====== Recorded data ======
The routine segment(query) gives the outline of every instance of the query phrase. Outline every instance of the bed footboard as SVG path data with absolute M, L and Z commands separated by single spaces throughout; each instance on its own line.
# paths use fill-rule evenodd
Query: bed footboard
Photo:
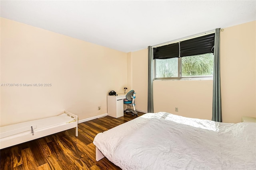
M 96 147 L 96 160 L 98 161 L 104 157 L 100 150 Z

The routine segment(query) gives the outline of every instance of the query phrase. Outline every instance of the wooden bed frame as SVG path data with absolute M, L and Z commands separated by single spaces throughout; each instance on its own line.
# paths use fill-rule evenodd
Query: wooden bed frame
M 98 149 L 97 147 L 96 147 L 96 160 L 97 161 L 98 161 L 100 160 L 102 158 L 104 158 L 105 156 L 102 153 L 100 152 L 100 150 Z
M 7 148 L 16 145 L 36 139 L 48 135 L 64 131 L 76 127 L 76 136 L 78 135 L 77 115 L 67 111 L 64 111 L 68 116 L 74 118 L 75 120 L 66 123 L 52 126 L 38 130 L 32 131 L 30 133 L 20 134 L 13 135 L 13 137 L 3 138 L 0 140 L 0 149 Z

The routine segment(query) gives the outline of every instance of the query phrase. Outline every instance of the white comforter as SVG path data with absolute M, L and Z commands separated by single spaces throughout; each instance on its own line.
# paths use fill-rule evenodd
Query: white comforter
M 256 169 L 256 123 L 147 113 L 93 143 L 123 170 Z

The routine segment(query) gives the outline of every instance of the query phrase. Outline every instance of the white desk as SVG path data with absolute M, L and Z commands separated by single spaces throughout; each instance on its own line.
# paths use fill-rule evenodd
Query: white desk
M 116 118 L 124 116 L 124 99 L 126 94 L 108 96 L 108 115 Z

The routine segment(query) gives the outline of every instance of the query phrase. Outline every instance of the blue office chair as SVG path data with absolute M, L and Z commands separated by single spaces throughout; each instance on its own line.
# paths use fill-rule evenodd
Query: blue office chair
M 125 109 L 126 114 L 127 114 L 127 112 L 132 112 L 132 115 L 133 116 L 134 115 L 136 115 L 136 116 L 138 116 L 138 112 L 136 111 L 135 104 L 134 104 L 136 94 L 136 93 L 134 92 L 134 91 L 133 90 L 127 93 L 126 96 L 126 99 L 124 99 L 124 104 L 126 105 Z M 127 106 L 132 106 L 133 109 L 128 109 Z

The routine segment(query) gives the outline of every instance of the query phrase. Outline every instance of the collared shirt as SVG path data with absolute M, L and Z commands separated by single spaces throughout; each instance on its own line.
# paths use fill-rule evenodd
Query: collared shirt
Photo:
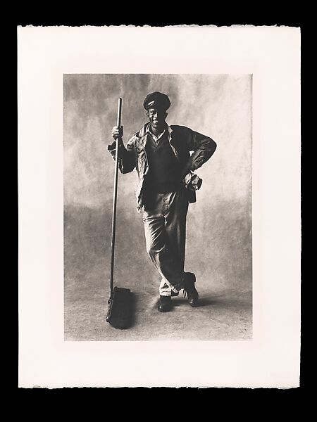
M 167 131 L 167 132 L 166 132 Z M 166 133 L 168 134 L 168 141 L 170 141 L 170 138 L 171 138 L 171 132 L 172 132 L 172 129 L 171 128 L 168 126 L 168 124 L 167 123 L 166 123 L 166 129 L 163 131 L 163 132 L 161 134 L 160 134 L 160 135 L 158 136 L 156 136 L 156 135 L 155 135 L 151 130 L 151 124 L 149 124 L 147 132 L 147 134 L 149 134 L 152 138 L 152 139 L 155 141 L 155 143 L 157 145 L 158 145 L 158 142 L 160 141 L 160 139 L 161 139 L 161 138 L 163 136 L 163 135 L 165 135 Z

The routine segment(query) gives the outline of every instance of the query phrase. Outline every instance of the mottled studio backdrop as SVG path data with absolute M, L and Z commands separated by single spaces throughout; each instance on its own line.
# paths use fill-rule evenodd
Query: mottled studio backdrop
M 203 184 L 189 205 L 185 270 L 196 274 L 198 290 L 251 291 L 251 85 L 249 75 L 64 75 L 66 338 L 76 338 L 78 324 L 93 330 L 94 307 L 108 297 L 114 161 L 106 146 L 118 97 L 125 143 L 147 122 L 143 100 L 154 91 L 169 96 L 168 124 L 216 142 L 197 171 Z M 136 182 L 135 171 L 119 174 L 115 283 L 157 299 L 160 278 L 145 250 Z M 87 339 L 99 338 L 97 328 L 94 335 Z

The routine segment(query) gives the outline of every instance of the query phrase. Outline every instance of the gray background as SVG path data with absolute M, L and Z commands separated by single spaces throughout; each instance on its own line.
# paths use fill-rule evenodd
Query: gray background
M 64 304 L 66 340 L 237 340 L 251 335 L 251 75 L 64 75 Z M 118 98 L 124 141 L 147 122 L 143 100 L 167 94 L 169 124 L 211 136 L 218 148 L 187 217 L 185 270 L 201 298 L 190 308 L 156 310 L 160 277 L 145 250 L 135 207 L 135 171 L 119 174 L 115 283 L 131 288 L 135 324 L 105 322 L 108 297 Z

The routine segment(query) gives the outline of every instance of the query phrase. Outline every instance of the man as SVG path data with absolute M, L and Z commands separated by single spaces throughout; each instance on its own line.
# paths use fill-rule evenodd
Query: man
M 138 173 L 137 207 L 142 215 L 147 251 L 161 277 L 158 309 L 166 312 L 172 309 L 171 297 L 181 289 L 191 306 L 198 304 L 195 275 L 184 272 L 186 215 L 201 184 L 193 172 L 211 157 L 216 144 L 188 127 L 168 126 L 167 95 L 152 92 L 143 106 L 149 122 L 126 148 L 120 141 L 119 169 L 124 174 L 135 167 Z M 113 128 L 115 139 L 123 135 L 122 126 Z M 116 158 L 116 142 L 108 149 Z

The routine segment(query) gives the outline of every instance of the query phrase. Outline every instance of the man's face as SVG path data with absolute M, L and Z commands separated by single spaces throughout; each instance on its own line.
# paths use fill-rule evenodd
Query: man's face
M 168 113 L 164 110 L 159 108 L 149 108 L 147 113 L 154 129 L 158 129 L 164 125 L 167 115 Z

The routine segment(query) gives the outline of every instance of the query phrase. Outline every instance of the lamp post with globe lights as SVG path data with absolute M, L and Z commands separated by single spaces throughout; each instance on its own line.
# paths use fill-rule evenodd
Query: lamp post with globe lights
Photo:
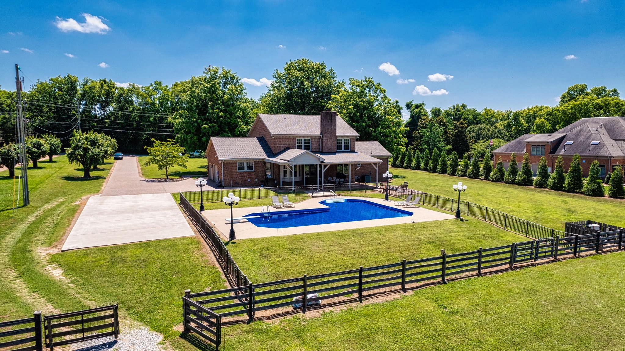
======
What to do: Reproduce only the lines from the line with "of the gray" to the line with "M 64 304 L 66", swapping "gray background" for "gray wall" and leaving everything else unchanged.

Response below:
The routine segment(query) gives the outline of every instance of the query phrase. Outline every instance of the gray wall as SVG path data with absolute M, L and Z commands separated by single spaces throughout; each instance on its own line.
# paths use fill-rule evenodd
Query: gray wall
M 64 304 L 66 340 L 237 340 L 251 335 L 251 75 L 64 75 Z M 118 98 L 124 141 L 147 122 L 143 100 L 167 94 L 169 124 L 211 136 L 218 148 L 187 217 L 185 270 L 201 298 L 190 308 L 156 310 L 160 277 L 145 250 L 135 207 L 135 171 L 119 174 L 115 283 L 131 288 L 135 324 L 105 322 L 108 297 Z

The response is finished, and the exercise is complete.